Exercice ▸ Reproduisez à l'identique l'intégralité du texte sur la synagogue de Delme.

Section de texte ▸
Delme (57)

La synagogue de Delme

Par Alexis Jakubowicz · L'ŒIL

Le 20 août 2013 - 412 mots

Jadis sur la « route de France », s’élevait au milieu des clochers une synagogue à faire pâlir la pierre de Jérusalem. Au long de ce couloir lorrain arraché à l’Espagne des Habsbourg en 1659, sont remontées au XVIIIe siècle de nombreuses familles juives par les hasards complices de l’histoire et de la géographie.

Certaines ont gagné Metz, de plus petites villes du duché de Lorraine ou des Trois-Évêchés, et d’autres la campagne : Donnelay, Gelucourt, Maizières-lès-Vic et Delme. Rétablis dans leur culte en 1808 par décret de « l’Empereur des Français, Roi d’Italie et Protecteur de la Confédération du Rhin », les juifs de ces villages ont dû longtemps prier dans de simples maisons. Bientôt ils n’y ont plus tenu.

Données d'étiquetage des coordonnées
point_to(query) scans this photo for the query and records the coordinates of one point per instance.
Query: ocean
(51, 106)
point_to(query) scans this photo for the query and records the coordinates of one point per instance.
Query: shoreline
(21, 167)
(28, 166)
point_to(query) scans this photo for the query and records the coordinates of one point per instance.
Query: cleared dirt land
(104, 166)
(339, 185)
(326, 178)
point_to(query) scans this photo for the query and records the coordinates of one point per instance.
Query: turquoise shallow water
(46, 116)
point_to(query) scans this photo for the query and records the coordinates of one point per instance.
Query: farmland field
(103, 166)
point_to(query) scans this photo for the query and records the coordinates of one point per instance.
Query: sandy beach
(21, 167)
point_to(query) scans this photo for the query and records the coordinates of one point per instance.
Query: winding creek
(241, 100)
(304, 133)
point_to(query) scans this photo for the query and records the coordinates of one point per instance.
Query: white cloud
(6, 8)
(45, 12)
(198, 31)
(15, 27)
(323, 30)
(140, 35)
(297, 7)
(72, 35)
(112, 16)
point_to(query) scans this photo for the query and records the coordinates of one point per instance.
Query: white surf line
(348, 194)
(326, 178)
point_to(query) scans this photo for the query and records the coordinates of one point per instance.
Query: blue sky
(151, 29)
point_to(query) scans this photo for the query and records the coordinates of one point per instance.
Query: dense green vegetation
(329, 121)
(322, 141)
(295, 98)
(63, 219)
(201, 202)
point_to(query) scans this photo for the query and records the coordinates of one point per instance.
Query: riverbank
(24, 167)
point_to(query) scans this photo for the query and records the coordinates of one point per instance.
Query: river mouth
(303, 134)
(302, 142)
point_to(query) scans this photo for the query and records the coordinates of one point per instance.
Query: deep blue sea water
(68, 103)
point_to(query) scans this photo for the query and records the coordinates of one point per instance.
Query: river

Corrigé ▸
Delme (57)

La synagogue de Delme

Par Alexis Jakubowicz · L'ŒIL

Le 20 août 2013 - 412 mots

Jadis sur la « route de France », s’élevait au milieu des clochers une synagogue à faire pâlir la pierre de Jérusalem. Au long de ce couloir lorrain arraché à l’Espagne des Habsbourg en 1659, sont remontées au XVIIIe siècle de nombreuses familles juives par les hasards complices de l’histoire et de la géographie.

Certaines ont gagné Metz, de plus petites villes du duché de Lorraine ou des Trois-Évêchés, et d’autres la campagne : Donnelay, Gelucourt, Maizières-lès-Vic et Delme. Rétablis dans leur culte en 1808 par décret de « l’Empereur des Français, Roi d’Italie et Protecteur de la Confédération du Rhin », les juifs de ces villages ont dû longtemps prier dans de simples maisons. Bientôt ils n’y ont plus tenu.